## DATASET ENTRIES
══════════

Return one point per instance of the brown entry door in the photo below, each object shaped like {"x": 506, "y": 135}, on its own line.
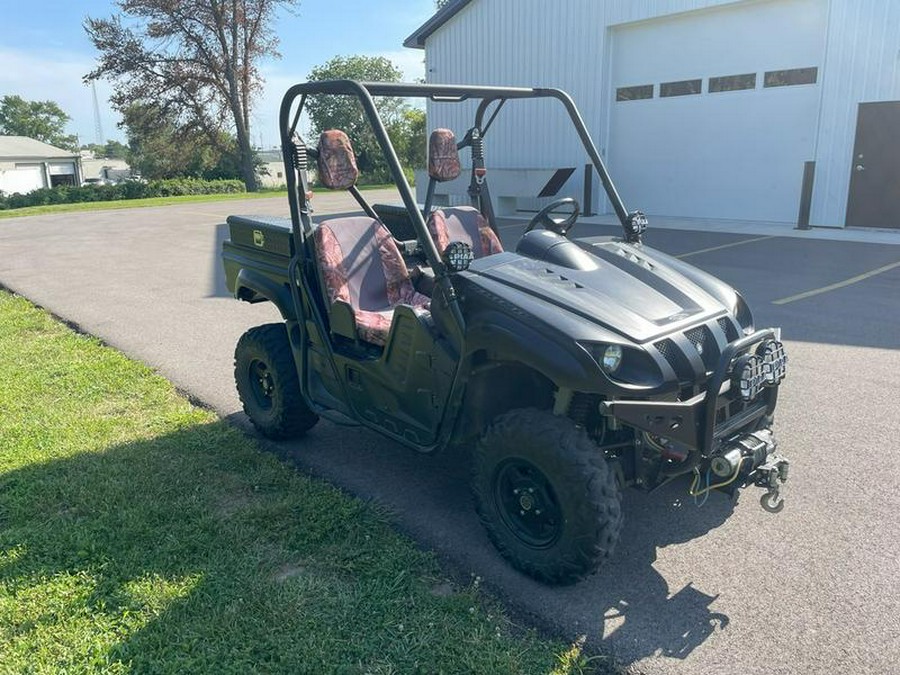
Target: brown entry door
{"x": 874, "y": 199}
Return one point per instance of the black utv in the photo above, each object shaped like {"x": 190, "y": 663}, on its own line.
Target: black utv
{"x": 573, "y": 367}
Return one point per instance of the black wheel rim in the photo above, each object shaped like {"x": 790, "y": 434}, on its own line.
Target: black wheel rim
{"x": 527, "y": 503}
{"x": 262, "y": 384}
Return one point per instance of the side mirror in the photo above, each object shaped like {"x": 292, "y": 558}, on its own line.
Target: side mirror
{"x": 458, "y": 256}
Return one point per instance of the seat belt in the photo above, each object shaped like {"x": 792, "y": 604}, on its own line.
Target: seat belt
{"x": 479, "y": 193}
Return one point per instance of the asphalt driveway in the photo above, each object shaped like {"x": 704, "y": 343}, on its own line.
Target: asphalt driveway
{"x": 725, "y": 588}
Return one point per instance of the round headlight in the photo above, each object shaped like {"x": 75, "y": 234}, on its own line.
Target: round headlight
{"x": 612, "y": 358}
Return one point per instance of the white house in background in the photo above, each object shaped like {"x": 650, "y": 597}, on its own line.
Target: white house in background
{"x": 270, "y": 173}
{"x": 100, "y": 169}
{"x": 27, "y": 164}
{"x": 701, "y": 108}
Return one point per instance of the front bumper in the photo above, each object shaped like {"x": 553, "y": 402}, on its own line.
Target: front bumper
{"x": 711, "y": 419}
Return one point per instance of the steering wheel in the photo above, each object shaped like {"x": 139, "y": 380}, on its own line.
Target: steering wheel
{"x": 558, "y": 225}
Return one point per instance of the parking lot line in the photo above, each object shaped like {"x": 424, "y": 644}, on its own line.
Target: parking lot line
{"x": 720, "y": 247}
{"x": 835, "y": 286}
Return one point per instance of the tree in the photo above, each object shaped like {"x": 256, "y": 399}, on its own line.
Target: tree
{"x": 43, "y": 121}
{"x": 158, "y": 148}
{"x": 115, "y": 150}
{"x": 345, "y": 113}
{"x": 408, "y": 136}
{"x": 195, "y": 61}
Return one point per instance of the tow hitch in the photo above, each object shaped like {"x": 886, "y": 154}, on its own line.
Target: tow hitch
{"x": 772, "y": 476}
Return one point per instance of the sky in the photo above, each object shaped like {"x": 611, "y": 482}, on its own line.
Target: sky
{"x": 45, "y": 53}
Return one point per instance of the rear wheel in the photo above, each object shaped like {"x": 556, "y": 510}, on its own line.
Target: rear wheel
{"x": 267, "y": 383}
{"x": 546, "y": 496}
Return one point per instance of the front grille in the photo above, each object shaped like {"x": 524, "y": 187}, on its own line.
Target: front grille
{"x": 728, "y": 328}
{"x": 676, "y": 359}
{"x": 705, "y": 344}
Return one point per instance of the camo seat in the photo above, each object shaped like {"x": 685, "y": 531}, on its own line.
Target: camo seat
{"x": 458, "y": 223}
{"x": 361, "y": 266}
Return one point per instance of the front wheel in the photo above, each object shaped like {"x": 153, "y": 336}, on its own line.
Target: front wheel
{"x": 546, "y": 496}
{"x": 267, "y": 383}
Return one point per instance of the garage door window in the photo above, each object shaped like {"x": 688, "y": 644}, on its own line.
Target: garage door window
{"x": 787, "y": 78}
{"x": 680, "y": 88}
{"x": 634, "y": 93}
{"x": 732, "y": 82}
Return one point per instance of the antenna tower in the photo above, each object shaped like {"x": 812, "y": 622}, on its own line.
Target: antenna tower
{"x": 98, "y": 127}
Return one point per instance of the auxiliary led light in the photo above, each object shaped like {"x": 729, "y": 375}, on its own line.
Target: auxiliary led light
{"x": 774, "y": 361}
{"x": 748, "y": 376}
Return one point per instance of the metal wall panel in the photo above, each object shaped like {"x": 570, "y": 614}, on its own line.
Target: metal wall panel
{"x": 567, "y": 45}
{"x": 862, "y": 64}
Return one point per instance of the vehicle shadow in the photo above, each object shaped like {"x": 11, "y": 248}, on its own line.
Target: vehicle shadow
{"x": 627, "y": 608}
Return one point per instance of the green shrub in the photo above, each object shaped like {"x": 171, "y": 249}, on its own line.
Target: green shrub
{"x": 174, "y": 187}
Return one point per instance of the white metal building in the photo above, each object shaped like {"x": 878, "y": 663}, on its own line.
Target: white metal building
{"x": 701, "y": 108}
{"x": 27, "y": 164}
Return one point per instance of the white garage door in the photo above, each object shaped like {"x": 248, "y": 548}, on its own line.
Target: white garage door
{"x": 714, "y": 113}
{"x": 23, "y": 179}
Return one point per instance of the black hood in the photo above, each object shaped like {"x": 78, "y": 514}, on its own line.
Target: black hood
{"x": 634, "y": 291}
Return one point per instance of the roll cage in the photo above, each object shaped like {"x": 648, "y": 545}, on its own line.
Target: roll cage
{"x": 295, "y": 155}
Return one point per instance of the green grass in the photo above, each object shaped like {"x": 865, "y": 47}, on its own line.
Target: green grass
{"x": 141, "y": 534}
{"x": 153, "y": 201}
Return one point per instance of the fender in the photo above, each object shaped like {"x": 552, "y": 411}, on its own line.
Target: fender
{"x": 252, "y": 286}
{"x": 519, "y": 342}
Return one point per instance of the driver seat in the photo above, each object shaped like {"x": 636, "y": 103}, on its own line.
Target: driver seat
{"x": 363, "y": 274}
{"x": 457, "y": 223}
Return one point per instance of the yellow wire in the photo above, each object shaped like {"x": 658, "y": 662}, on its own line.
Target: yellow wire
{"x": 710, "y": 488}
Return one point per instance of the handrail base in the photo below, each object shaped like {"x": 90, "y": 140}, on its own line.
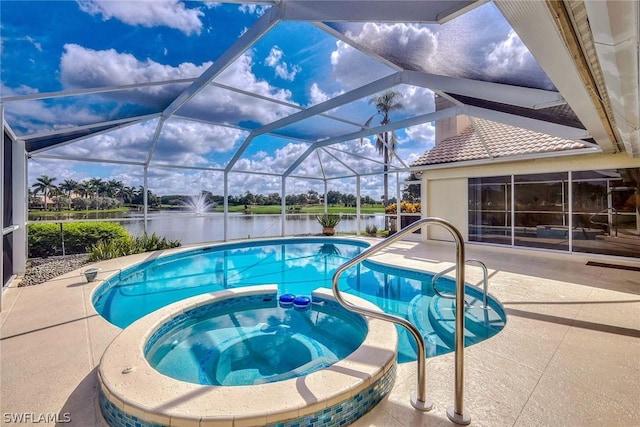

══════════

## WHAT THE EXERCISE ASKS
Report every line above that contains the word "steering", copying each such line in full.

## RIGHT ANSWER
Return one point per instance of the steering wheel in the photo above, each object shaped like {"x": 139, "y": 380}, on its own line.
Target: steering wheel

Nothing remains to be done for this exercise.